● TRECHO SELECIONADO

Por Marcelo Moreira – sócio diretor da DiversaCom, Agência de Comunicação focada em diversidade
Um dos mais importantes museus de história preta do mundo, o Museu de História e Cultura Afro Americana, em Washington, nos EUA, anunciou esta semana que vaiexibir a versão original do discurso “I have a dream” (“Eu tenho um sonho”). Vai ser pra marcar o aniversário de 60 anos do dia em que um emocionado Luther King disse que sonhava com um dia em que viveríamos num mundo com paz e igualdade. O discurso é considerado até hoje um dois maiores da humanidade e foi um hino para o movimento do direitos civis.
O discurso foi feito para um público de 250 mil pessoas, no Memorial Lincoln Center, um dos lugares mais icônicos da capital americana. Ele fez parte da Marcha por Emprego e Liberdade, que rodou os Estados Unidos em caravana naquele distante ano de 1963. MLK resumiu os sonhos e aspirações do povo preto americano e expressava o desejo de que um dia as pessoas viveriam em paz e harmonia.
O que pouquíssima gente sabe é que no texto original, na época escrito batido a máquina de escrever (lembram dela), não tinha o trecho que mais emocionava, a parte em que repetidas vezes MLK dizia “Eu tenho um sonho”. E não tinha simplesmente porque o discursoescrito no papel nunca teve essas palavras.
Uma reportagem publicada essa semana no jornal Washington Post explica o motivo e cita um trecho da autobiografia de Luther King onde ele mesmo esclarece o mistério. “Eu comecei lendo o discurso, mas foi até uma parte. A resposta do público foi tão maravilhosa que do nada me veio a inspiração de todo o resto do que eu disse”.

● Dados registrados
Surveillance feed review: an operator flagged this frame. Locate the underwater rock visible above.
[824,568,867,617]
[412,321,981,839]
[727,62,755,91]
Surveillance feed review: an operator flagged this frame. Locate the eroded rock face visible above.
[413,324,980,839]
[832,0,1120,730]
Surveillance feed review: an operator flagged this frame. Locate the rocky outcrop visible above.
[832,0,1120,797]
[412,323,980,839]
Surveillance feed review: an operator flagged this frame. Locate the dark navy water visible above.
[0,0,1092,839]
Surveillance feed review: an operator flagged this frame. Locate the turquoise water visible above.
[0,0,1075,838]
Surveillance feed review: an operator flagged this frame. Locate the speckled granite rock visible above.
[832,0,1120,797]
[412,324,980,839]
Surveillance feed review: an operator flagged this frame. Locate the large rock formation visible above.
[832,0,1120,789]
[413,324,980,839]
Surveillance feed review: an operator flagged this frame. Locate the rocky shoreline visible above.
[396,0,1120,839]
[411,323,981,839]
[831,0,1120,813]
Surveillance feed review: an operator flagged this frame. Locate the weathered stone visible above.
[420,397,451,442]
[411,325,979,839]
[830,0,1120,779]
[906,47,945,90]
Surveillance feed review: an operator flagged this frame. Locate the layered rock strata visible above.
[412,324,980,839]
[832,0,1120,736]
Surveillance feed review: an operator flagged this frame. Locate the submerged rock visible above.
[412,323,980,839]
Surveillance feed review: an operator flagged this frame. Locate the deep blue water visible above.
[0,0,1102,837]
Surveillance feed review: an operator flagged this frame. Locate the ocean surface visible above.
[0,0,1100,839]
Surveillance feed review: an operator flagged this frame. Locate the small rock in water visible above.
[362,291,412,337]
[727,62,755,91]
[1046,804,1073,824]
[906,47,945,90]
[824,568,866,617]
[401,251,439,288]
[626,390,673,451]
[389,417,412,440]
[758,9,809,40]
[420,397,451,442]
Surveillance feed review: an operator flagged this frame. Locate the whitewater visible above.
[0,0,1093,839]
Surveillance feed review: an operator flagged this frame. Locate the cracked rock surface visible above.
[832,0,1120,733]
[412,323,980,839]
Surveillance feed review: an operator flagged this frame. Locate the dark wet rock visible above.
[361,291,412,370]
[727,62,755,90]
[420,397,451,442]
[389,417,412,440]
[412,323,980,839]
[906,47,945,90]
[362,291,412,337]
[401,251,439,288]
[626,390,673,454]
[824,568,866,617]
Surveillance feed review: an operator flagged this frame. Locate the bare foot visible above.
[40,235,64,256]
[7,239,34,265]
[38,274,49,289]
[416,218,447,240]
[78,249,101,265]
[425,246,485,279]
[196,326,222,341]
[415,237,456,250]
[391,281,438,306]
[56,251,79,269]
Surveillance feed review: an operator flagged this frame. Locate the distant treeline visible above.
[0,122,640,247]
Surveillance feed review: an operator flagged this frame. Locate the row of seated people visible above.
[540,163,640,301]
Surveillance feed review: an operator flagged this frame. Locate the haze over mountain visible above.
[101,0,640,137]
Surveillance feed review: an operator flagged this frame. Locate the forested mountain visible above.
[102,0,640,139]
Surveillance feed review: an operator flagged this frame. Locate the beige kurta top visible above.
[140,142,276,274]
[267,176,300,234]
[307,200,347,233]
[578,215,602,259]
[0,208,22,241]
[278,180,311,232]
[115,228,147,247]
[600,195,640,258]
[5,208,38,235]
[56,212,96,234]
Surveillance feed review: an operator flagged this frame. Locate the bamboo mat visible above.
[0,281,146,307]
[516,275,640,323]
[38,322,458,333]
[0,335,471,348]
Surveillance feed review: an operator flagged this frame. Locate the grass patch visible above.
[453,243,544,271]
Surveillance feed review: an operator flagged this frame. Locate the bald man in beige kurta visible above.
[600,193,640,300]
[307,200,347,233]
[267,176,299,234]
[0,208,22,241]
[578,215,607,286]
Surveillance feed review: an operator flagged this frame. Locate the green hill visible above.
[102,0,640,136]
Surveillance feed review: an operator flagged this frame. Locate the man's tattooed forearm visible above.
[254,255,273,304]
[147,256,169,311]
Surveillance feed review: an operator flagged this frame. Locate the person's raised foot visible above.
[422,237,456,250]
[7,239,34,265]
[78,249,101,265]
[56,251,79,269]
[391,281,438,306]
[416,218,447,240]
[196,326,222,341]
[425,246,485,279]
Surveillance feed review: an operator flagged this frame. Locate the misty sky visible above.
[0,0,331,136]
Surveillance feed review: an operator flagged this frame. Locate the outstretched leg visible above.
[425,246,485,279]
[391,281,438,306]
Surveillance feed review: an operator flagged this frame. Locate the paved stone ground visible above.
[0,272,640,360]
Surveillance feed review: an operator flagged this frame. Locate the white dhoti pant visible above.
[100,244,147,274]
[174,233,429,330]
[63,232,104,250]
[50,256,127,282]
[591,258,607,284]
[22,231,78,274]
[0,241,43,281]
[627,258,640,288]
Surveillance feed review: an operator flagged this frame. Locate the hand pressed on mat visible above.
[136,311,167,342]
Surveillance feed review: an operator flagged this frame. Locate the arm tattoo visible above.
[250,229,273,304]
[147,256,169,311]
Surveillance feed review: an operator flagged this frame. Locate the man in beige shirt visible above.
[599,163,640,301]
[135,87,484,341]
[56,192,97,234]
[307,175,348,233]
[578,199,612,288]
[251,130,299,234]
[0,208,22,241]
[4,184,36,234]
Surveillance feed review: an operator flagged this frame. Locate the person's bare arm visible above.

● DETALHES DA TAREFA
De acordo com o trecho sobre o discurso “I have a dream”, para quantas pessoas Luther King discursou? As linhas constituem material distinto, sem relação com o trecho.

● RESPOSTA
Para um público de 250 mil pessoas.